*** Opening of GIVEN TEXT ***

Practical Guides

The Complete Cybersecurity Guide for UK Law Firms: SRA, Threats and the Right Security Stack

UK law firms face a unique convergence of cybersecurity pressures: SRA regulatory obligations that require documented security programmes, ICO enforcement that follows data breaches with significant fines, an active threat landscape that targets client funds and confidential data, and cyber insurers that are rapidly restricting cover for firms that cannot demonstrate adequate controls. This guide cuts through the complexity to give managing partners, COOs and IT leads a clear picture of what matters, what does not, and what to do first.

The NCSC classifies the legal sector as critical national infrastructure for the purposes of cyber threat prioritisation.

Understanding Your Regulatory Obligations

Law firms operate under overlapping cybersecurity obligations from three regulators: **SRA (Solicitors Regulation Authority)**: expects documented security policies, staff training, incident response plans, and the ability to demonstrate that client confidentiality and client money are protected. Failures trigger formal investigation and sanction. **ICO (Information Commissioner's Office)**: enforces UK GDPR. Personal data breaches must be reported within 72 hours. Firms without adequate security measures face fines — as Tuckers Solicitors discovered with a £98,000 penalty in 2022. **NCSC (National Cyber Security Centre)**: provides guidance specifically for the legal sector, including the Legal Sector Specific guidance on managing cyber risk. While not a regulator, NCSC guidance sets the standard against which both the SRA and ICO assess firm conduct.

*** Close of GIVEN TEXT ***

## EXERCISE DETAILS
Answer these questions about the law firm cybersecurity guide:
1. Which body classifies the legal sector as critical national infrastructure for the purposes of cyber threat prioritization?
2. Within how many hours must personal data breaches be reported under UK GDPR?
3. What penalty did Tuckers Solicitors receive, and in what year?

*** Opening of INFORMATION SHOWN ***

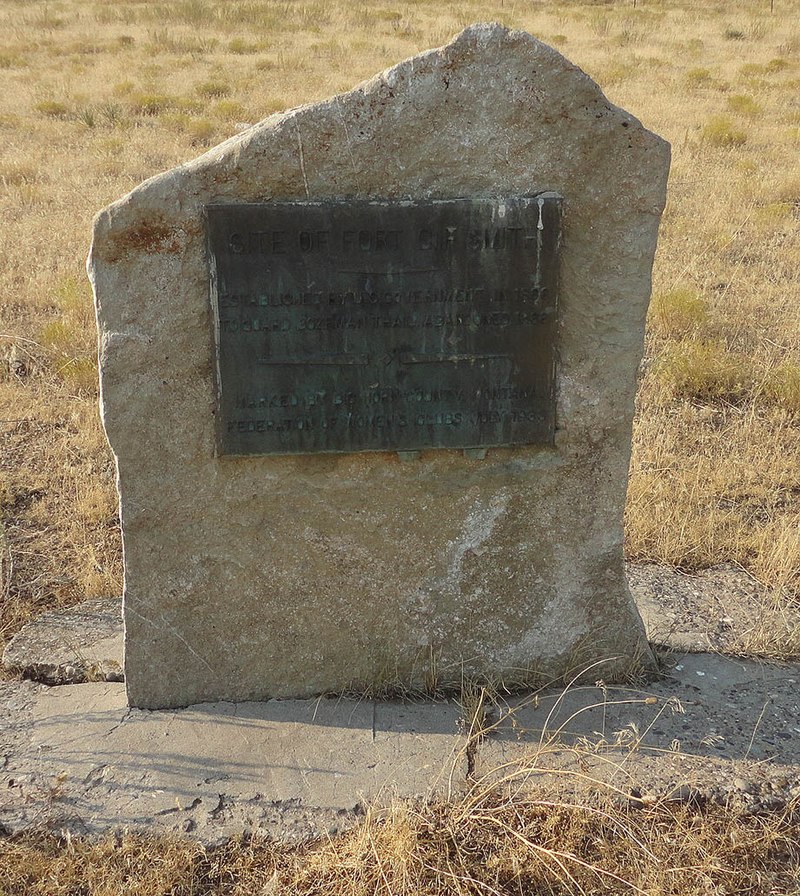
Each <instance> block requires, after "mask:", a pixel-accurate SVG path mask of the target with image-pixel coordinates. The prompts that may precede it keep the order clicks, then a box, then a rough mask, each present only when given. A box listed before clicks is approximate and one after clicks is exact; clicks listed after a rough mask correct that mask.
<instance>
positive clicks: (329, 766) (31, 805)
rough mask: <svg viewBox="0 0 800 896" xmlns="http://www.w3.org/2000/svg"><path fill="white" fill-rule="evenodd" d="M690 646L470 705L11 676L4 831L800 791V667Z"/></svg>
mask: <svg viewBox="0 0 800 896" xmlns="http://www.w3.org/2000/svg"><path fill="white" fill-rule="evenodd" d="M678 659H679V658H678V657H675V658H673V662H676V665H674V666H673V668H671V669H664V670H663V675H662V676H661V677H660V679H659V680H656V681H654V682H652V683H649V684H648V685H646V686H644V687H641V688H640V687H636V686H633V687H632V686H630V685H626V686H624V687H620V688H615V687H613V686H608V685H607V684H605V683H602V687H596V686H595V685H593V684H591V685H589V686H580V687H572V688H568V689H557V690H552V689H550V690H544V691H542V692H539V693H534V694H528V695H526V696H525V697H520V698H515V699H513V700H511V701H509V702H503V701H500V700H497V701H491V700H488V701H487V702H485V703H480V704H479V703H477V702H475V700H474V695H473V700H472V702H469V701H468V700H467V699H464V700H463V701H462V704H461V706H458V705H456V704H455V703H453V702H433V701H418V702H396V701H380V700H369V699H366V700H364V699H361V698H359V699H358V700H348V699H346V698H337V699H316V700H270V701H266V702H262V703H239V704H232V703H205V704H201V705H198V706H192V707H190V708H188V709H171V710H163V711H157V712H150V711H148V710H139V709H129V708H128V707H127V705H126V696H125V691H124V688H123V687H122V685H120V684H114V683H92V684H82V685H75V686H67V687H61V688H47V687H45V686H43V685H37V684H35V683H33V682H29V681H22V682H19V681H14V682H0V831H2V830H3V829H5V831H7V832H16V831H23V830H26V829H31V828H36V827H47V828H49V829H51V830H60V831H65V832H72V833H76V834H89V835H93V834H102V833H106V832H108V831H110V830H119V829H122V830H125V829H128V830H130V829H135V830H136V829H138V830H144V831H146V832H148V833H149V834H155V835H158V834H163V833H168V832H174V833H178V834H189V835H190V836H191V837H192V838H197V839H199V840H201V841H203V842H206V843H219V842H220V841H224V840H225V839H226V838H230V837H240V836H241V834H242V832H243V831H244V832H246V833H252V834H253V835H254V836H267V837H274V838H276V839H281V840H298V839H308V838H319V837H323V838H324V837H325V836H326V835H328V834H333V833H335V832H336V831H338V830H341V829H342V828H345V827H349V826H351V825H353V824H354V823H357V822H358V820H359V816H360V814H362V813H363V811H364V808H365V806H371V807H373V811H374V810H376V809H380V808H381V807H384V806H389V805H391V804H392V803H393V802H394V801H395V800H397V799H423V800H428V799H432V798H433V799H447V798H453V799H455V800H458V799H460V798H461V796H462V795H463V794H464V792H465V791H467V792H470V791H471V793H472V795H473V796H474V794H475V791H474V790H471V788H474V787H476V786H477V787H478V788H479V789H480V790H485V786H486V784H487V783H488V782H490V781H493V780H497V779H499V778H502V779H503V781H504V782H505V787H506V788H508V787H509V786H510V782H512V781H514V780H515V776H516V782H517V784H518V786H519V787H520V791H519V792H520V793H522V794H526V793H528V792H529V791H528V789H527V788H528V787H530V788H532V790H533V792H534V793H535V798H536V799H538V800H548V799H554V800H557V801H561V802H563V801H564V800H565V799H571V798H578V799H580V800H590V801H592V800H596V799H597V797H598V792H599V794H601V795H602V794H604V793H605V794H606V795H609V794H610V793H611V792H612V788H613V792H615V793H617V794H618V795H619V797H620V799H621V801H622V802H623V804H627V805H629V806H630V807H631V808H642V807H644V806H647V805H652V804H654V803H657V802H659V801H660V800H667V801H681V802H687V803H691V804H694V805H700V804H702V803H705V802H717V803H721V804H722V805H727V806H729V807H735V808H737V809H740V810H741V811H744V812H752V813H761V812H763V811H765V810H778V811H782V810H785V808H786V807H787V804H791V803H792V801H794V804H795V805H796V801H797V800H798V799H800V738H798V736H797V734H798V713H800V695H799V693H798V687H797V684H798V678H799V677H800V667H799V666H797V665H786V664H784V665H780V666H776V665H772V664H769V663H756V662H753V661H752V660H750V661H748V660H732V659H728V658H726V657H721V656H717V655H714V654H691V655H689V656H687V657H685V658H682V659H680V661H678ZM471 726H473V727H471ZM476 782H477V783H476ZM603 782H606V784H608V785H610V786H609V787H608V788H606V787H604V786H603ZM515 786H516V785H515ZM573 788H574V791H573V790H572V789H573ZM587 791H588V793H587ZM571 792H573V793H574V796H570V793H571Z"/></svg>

*** Close of INFORMATION SHOWN ***
*** Opening of INFORMATION SHOWN ***

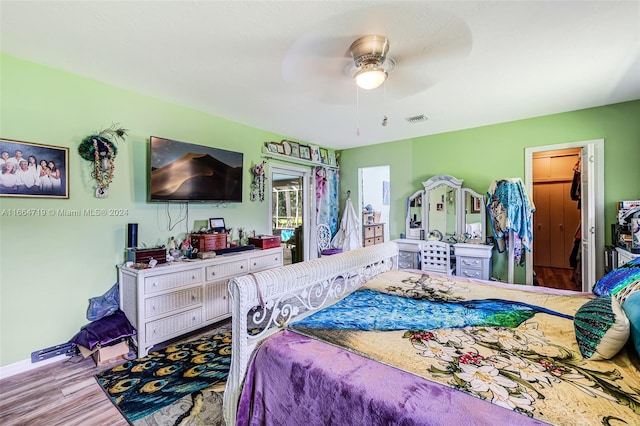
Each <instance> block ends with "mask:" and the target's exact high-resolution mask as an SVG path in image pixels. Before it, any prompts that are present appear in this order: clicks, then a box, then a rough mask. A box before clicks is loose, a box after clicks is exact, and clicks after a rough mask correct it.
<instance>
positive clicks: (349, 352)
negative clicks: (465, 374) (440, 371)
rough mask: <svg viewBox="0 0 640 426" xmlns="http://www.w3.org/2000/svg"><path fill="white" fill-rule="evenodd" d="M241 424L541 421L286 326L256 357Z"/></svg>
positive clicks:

*** Close of INFORMATION SHOWN ***

## SOLUTION FOR THIS PROBLEM
1. The NCSC (National Cyber Security Centre).
2. Within 72 hours.
3. A £98,000 penalty, in 2022.